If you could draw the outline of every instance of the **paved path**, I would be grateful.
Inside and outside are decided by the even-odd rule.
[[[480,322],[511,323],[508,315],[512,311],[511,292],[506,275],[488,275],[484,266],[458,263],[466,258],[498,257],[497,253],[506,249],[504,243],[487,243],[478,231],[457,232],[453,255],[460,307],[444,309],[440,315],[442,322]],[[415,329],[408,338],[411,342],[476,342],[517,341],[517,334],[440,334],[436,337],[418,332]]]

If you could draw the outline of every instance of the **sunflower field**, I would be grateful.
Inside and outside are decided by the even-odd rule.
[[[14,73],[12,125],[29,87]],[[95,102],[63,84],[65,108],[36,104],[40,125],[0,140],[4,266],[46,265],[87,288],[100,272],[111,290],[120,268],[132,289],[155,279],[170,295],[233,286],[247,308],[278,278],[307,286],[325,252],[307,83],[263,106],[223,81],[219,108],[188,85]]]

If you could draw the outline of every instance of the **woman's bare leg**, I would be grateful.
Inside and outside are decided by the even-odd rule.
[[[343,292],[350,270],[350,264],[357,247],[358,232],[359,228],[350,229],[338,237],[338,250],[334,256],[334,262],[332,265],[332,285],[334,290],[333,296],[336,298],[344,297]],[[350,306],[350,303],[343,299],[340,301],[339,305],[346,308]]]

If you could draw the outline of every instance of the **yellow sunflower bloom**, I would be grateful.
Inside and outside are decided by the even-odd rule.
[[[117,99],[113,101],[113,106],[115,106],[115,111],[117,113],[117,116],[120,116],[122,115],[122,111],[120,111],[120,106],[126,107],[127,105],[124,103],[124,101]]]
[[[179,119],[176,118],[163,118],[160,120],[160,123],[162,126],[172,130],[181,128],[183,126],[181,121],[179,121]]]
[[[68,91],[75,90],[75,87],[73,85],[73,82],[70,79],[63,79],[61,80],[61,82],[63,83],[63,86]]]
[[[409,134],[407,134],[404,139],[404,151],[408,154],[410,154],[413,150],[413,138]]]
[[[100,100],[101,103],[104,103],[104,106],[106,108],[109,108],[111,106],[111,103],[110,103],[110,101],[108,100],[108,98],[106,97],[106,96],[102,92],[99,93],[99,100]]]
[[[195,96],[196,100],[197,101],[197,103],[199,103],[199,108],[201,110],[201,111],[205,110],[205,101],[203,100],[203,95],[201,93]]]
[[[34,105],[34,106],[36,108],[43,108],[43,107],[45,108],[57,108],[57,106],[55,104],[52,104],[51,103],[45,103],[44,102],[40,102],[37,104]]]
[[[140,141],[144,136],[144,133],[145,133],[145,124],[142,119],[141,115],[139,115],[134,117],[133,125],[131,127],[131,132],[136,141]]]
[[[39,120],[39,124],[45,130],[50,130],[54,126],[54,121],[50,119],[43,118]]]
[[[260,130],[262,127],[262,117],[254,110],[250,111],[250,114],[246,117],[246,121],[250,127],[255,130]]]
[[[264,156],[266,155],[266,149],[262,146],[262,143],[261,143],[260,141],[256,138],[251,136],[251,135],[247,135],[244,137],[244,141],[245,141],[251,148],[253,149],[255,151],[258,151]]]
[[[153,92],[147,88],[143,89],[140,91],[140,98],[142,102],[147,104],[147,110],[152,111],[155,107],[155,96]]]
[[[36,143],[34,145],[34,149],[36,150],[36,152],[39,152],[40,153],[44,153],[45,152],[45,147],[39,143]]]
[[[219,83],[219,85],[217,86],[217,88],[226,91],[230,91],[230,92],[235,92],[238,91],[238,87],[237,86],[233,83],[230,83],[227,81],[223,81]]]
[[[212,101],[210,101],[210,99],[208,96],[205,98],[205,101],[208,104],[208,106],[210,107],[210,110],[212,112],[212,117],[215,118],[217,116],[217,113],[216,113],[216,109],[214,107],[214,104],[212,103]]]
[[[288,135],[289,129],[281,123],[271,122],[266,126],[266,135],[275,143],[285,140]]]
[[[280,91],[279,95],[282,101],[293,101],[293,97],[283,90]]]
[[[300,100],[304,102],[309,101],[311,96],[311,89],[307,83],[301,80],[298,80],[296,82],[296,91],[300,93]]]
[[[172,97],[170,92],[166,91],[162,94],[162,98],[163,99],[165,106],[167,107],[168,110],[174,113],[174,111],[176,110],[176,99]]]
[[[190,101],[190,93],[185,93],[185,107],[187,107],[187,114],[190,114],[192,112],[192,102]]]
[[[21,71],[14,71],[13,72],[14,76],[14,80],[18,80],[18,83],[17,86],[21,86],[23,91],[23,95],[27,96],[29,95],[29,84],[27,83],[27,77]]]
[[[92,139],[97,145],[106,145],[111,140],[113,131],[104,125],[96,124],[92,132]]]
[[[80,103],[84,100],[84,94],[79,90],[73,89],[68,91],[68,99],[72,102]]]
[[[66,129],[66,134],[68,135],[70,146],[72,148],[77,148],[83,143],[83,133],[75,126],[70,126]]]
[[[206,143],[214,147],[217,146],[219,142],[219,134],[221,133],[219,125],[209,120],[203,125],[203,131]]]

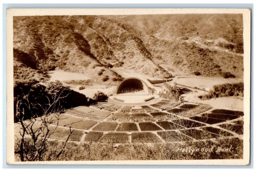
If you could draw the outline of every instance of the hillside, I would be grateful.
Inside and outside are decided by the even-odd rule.
[[[174,39],[223,38],[237,50],[243,44],[241,15],[190,15],[14,17],[15,79],[43,80],[47,71],[59,69],[97,83],[117,83],[122,78],[113,66],[156,78],[172,76],[175,68],[188,74],[229,72],[242,77],[243,56]]]

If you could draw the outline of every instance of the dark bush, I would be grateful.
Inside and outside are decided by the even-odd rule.
[[[244,96],[244,83],[226,83],[213,86],[207,94],[198,97],[202,100],[228,96]]]
[[[231,74],[229,72],[222,72],[221,74],[221,76],[224,78],[234,78],[236,77],[235,75]]]
[[[103,78],[102,79],[102,80],[105,82],[108,80],[108,79],[109,79],[109,78],[108,78],[108,76],[106,75],[104,76],[104,77],[103,77]]]
[[[196,75],[196,76],[201,75],[201,73],[198,71],[197,71],[196,72],[194,72],[193,73],[194,75]]]
[[[98,91],[94,94],[93,99],[93,100],[99,102],[106,100],[108,99],[108,96],[102,92]]]

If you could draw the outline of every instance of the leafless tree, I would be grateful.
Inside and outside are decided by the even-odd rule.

__Requirements__
Output as a numbered list the lines starting at the one that contains "bush, I would be grateful." and ending at the last line of the records, skipping any blank lines.

__Solution to this task__
1. If you could draw the outline of every instance of the dark bush, I would be grateful.
2. Inside and outside are decided by the even-odd rule.
3. [[[244,96],[244,83],[226,83],[213,86],[207,94],[198,97],[202,100],[228,96]]]
4. [[[231,74],[229,72],[222,72],[221,74],[221,76],[224,78],[234,78],[236,77],[235,75]]]
5. [[[103,78],[102,79],[102,80],[105,82],[108,80],[108,79],[109,79],[109,78],[108,78],[108,76],[106,75],[104,76],[104,77],[103,77]]]
6. [[[196,75],[196,76],[201,75],[201,73],[198,71],[197,71],[196,72],[194,72],[193,73],[194,75]]]
7. [[[98,91],[94,94],[93,99],[93,100],[99,102],[106,100],[108,99],[108,96],[102,92]]]
8. If you could draw the outline of every instance of the leafless tree, I would be grateful.
9. Inside and outside are decided by the even-odd rule.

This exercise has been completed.